# STATED PROBLEM 1
Please retype the entries from their first line through the line containing "x=921 y=408", character for character.

# DOCUMENT SECTION
= = = = = = =

The General Assembly of the United Nations in which every member state will have one .vote will, as we all know, possess but slight substantive authority. It will be the Security Council which will in fact, under the present terms of the Charter, be both the executive agency and the determining authority of the new World Organization. While the Security Council will be composed of eleven members, of which six will be representatives of the intermediate or smaller powers, its ultimate decisions, except in minor or procedural questions, will be laid down by the five great states.

It is not surprising that the chief controversy which has arisen in San Francisco should have arisen with regard to these powers of the five major nations within the Security Council. As the Charter has finally been agreed upon, as a result in great part of the insistence of the Soviet Government that the terms of the Yalta Agreements must be retained intact, should one major power object, even the official investigation or conciliation by the Security Council of controversies between smaller countries cannot be undertaken. Only their preliminary discussion would in that event be permitted.


As this brief survey of the provisions of the new Charter of the United Nations indicates, I think it may fairly be said that the Charter as it now stands provides that all of the peoples of the world, great or small, must entrust their destinies, and the maintenance of world peace for an extended period, to the decisions of the five great powers and more specifically to those of the three major powers. The attainment of world peace will be contingent upon the ability of these three major powers to co-operate together in full confidence and with an identity of purpose during the indefinite period which now lies ahead.

I am fully persuaded that no World Organization could have been instituted at this time with any prospect for success had it not been founded upon the concept of such cooperation among the three major powers, and had those major powers not been granted precisely that measure of authority represented by their so-called veto rights over the use of the armed force made available to the United Nations Organization whenever force is required to keep order in the world. I believe, however, that such exceptional authority granted to the major powers should have been granted only for a transitional period, until such time as the United Nations Organization had been afforded the necessary opportunity in which to undertake the task of reconstruction, to impose world order, and to start the nations of the earth along the road which leads to security and economic prosperity.

As it now stands, the veto rights granted the five major powers are so extensive as even to make it possible for a single major power in the future to veto all amendments to the Charter, even though all of the other forty-nine nations which are likewise members of the United Nations Organization may consider such amendments to be indispensable. That provision is to me the outstanding defect in the United Nations Charter. It is the one which will be destined in all probability to create the greatest difficulties in the future. It is the one which can undermine the confidence of the peoples of the smaller countries in the intrinsic democracy of this new instrument for world order. It may for these reasons be almost impossible to secure an immediately spontaneous and sincere support for this new effort at World Organization from the great body of public opinion throughout the world. There is nothing more necessary for the ultimate success of this great endeavor than for free men and women to know that the future revision and perfection of the Charter will be possible, and that those provisions which may seem to be unduly restrictive or to place too large a measure of absolute power in the hands of a few great states need not be regarded as permanent, and that they can be liberalized later on.

= = = = = = =

# SUPPLIED DATA

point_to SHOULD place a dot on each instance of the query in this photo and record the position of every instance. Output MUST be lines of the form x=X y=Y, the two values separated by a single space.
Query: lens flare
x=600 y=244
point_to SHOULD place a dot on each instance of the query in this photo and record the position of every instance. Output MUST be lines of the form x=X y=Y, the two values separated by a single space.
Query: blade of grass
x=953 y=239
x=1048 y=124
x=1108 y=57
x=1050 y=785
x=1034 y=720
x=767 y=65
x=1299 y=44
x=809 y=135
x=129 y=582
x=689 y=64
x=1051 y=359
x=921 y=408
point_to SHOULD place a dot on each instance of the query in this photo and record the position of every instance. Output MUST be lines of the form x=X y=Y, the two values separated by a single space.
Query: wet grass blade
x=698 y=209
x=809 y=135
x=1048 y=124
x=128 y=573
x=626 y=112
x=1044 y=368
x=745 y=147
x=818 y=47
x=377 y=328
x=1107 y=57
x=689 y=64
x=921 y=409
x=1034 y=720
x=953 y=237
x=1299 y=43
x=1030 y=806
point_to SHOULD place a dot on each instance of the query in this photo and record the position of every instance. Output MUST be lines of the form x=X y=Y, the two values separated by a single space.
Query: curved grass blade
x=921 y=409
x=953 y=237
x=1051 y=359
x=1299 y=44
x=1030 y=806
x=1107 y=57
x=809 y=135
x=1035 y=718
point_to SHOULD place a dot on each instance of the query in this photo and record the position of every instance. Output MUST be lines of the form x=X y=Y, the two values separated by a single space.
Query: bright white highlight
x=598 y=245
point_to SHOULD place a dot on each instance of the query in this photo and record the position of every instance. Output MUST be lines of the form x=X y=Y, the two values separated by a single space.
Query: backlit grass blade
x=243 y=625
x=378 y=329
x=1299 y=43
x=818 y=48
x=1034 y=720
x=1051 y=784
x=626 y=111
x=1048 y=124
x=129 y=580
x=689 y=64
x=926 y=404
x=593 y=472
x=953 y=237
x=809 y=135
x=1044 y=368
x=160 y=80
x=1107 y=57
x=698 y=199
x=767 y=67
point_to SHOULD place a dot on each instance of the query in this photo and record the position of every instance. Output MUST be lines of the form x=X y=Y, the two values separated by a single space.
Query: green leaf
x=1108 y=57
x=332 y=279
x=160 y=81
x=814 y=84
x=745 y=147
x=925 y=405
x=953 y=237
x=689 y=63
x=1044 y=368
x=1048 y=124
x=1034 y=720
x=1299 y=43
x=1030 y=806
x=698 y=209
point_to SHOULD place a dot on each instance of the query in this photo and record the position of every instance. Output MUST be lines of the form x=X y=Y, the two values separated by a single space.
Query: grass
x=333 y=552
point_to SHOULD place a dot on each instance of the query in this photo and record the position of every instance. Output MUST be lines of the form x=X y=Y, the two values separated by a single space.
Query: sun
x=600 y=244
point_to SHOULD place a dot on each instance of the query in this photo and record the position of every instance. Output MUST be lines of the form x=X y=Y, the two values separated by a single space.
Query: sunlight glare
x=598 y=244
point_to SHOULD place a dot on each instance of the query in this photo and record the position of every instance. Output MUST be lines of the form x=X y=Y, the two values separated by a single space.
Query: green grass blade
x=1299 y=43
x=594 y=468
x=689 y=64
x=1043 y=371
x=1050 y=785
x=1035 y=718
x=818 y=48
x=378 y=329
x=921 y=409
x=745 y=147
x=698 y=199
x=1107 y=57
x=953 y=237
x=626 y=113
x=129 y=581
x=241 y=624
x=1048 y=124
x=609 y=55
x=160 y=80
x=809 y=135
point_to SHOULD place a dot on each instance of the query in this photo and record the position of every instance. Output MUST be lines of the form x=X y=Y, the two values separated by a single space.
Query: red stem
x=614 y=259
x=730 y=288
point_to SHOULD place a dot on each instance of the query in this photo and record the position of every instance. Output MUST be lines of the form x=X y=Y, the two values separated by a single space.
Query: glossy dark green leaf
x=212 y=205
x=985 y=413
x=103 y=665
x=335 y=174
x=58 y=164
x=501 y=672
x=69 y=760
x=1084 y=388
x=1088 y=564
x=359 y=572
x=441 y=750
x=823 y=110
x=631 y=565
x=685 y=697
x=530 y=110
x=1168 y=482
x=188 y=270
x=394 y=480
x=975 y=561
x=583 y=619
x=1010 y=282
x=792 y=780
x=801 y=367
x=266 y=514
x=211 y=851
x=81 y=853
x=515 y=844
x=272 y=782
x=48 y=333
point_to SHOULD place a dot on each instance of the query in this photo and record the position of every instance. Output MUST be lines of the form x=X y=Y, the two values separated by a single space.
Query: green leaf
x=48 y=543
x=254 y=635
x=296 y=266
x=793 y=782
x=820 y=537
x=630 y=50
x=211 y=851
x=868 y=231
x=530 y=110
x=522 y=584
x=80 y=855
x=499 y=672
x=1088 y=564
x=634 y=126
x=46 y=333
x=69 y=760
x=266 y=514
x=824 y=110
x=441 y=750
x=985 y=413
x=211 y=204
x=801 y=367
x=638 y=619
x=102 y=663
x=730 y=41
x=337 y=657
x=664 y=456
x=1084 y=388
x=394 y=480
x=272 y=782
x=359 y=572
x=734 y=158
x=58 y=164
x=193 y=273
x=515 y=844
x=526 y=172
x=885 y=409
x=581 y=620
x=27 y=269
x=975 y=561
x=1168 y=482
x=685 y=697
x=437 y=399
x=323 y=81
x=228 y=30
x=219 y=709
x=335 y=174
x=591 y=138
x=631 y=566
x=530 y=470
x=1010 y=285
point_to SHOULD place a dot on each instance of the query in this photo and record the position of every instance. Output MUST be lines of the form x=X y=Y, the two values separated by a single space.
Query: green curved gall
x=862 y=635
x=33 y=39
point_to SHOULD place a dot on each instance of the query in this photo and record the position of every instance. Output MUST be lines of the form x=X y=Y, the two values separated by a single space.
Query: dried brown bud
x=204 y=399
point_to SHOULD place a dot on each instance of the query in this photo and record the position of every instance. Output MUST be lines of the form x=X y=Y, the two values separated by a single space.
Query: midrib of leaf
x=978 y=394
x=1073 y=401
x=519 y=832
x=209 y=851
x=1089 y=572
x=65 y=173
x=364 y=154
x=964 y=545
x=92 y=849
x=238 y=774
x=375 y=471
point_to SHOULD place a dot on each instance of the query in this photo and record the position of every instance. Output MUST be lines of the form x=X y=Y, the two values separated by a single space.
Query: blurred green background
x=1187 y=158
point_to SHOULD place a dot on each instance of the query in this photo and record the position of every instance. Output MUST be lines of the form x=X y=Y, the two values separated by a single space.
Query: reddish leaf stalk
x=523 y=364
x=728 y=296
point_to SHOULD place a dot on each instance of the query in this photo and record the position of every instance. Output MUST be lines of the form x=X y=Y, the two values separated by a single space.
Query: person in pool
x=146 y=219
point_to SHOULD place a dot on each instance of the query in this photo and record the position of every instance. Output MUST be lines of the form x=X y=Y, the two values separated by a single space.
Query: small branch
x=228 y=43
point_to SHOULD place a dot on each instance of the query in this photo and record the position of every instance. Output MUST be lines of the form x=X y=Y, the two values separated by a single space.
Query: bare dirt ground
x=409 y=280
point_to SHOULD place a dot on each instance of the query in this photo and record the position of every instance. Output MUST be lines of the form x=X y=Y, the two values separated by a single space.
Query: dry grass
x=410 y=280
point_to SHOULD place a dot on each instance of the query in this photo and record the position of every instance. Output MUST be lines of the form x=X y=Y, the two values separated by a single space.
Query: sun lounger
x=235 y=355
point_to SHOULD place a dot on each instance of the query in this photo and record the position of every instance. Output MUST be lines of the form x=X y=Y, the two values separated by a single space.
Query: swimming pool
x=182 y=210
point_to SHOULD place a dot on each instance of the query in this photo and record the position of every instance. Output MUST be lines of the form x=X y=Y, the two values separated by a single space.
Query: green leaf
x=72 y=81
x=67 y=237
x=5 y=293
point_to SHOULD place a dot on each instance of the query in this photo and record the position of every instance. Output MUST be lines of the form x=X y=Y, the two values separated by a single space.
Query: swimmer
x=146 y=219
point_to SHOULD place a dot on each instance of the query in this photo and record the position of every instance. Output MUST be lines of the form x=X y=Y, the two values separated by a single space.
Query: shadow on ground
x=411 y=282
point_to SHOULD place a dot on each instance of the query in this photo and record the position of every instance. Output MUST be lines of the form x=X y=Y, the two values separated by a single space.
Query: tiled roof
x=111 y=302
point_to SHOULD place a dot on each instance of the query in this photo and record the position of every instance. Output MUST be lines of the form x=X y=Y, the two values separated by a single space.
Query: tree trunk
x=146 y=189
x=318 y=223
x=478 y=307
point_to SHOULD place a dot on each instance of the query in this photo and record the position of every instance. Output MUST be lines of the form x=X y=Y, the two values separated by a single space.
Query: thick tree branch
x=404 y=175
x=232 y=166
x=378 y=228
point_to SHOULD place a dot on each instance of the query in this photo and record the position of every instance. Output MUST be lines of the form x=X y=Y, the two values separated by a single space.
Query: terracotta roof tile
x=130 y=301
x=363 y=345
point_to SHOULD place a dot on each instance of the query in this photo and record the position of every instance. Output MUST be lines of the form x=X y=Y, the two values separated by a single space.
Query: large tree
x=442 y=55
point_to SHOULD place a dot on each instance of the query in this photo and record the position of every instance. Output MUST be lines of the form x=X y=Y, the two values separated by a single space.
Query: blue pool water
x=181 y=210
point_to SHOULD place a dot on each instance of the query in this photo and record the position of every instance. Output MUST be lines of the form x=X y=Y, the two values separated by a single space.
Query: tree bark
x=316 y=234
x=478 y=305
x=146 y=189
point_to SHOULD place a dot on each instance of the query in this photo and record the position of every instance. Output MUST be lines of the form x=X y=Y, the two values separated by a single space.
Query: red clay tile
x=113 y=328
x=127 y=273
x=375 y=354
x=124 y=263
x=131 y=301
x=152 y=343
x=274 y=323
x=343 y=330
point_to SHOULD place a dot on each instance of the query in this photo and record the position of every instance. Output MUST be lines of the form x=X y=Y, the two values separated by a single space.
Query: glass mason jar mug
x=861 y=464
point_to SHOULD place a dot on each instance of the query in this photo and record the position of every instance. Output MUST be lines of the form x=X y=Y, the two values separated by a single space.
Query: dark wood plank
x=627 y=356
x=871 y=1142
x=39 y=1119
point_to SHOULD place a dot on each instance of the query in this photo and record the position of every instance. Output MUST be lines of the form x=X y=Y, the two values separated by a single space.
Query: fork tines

= = = = = = =

# STATED PROBLEM 2
Extend the passage on the United Nations Charter, starting right after its final sentence.

# EXPECTED ANSWER 1
point_to SHOULD place a dot on each instance of the query in this photo and record the position of every instance. Output MUST be lines of the form x=X y=Y, the two values separated by a single space.
Query: lens flare
x=600 y=244
point_to SHOULD place a dot on each instance of the query in this photo and record the position of every instance. Output MUST be lines of the form x=X y=Y, the two values separated by a single space.
Query: blade of grass
x=953 y=239
x=1048 y=124
x=1108 y=57
x=1050 y=785
x=1034 y=720
x=767 y=65
x=1299 y=44
x=809 y=135
x=129 y=582
x=689 y=64
x=1051 y=359
x=921 y=408

# EXPECTED ANSWER 2
Already in many of the smaller states voices of great authority are heard bitterly protesting against the sweeping nature of the authority of the great powers. A few have even urged that because of this defect their own governments should not ratify a Charter in which these provisions are contained. Others are heard insisting that if these provisions are not radically revised within a very few years, the smaller nations should withdraw from the United Nations Organization. I myself believe, as the Mexican Government proposed in its early observations upon the Dumbarton Oaks proposals, that membership in the United Nations Organization should be universal and obligatory upon all nations. But it is, of course, wholly impossible that such a principle can be adopted under the provisions now incorporated in the Charter, when there is offered to the smaller states no assurance whatever that their aspirations for future amendment will ever be realized.


While the Charter of the United Nations represents one of the foundations for world peace which is indispensable, the nature of the peace settlements which must be arrived at in Europe, in the Far East, and in other parts of the earth will also vitally affect the chances we possess of seeing a peaceful world. There can be no assurance of world order, of world progress, or of future peace if any of the major settlements now laid down are imposed in any part of the earth solely to advance the narrow or selfish interests of any one great state.

We are faced today with the possibility that many settlements and adjustments which must be made as an outcome of the war may be laid down primarily to further such interests of the great states. Had the Charter of the United Nations Organization been agreed upon long before the conclusion of the war, and had a provisional body been designated to function during the war period to cope with political solutions, as the Combined Chiefs of Staff were designated to deal with military and naval problems, this critical danger which we now confront could have been greatly lessened.

The immediate decisions to be reached with regard to European peace settlements will under present plans be determined solely by the dictates of the three greatest powers. No realist will quarrel with the intrinsic right of those three major powers, which have borne the brunt of the struggle against Germany and whose sacrifices both in human life and in treasure have alone made the victory possible, to assume the ultimate determination of the issues which now impend. And yet would it not be the part of wisdom, now that a United Nations Organization has been established, since the future destinies of the smaller nations of Europe are inextricably bound up in the decisions to be reached, since the peoples of these countries have suffered immeasurably as a consequence of the war. and since some cf the wisest and most enlightened statesmen to be found in the modern world are leaders in those countries, that before final decisions are reached, these smaller nations should be afforded the opportunity of advancing their views and of expressing their wishes as to the European peace settlements now to be decided?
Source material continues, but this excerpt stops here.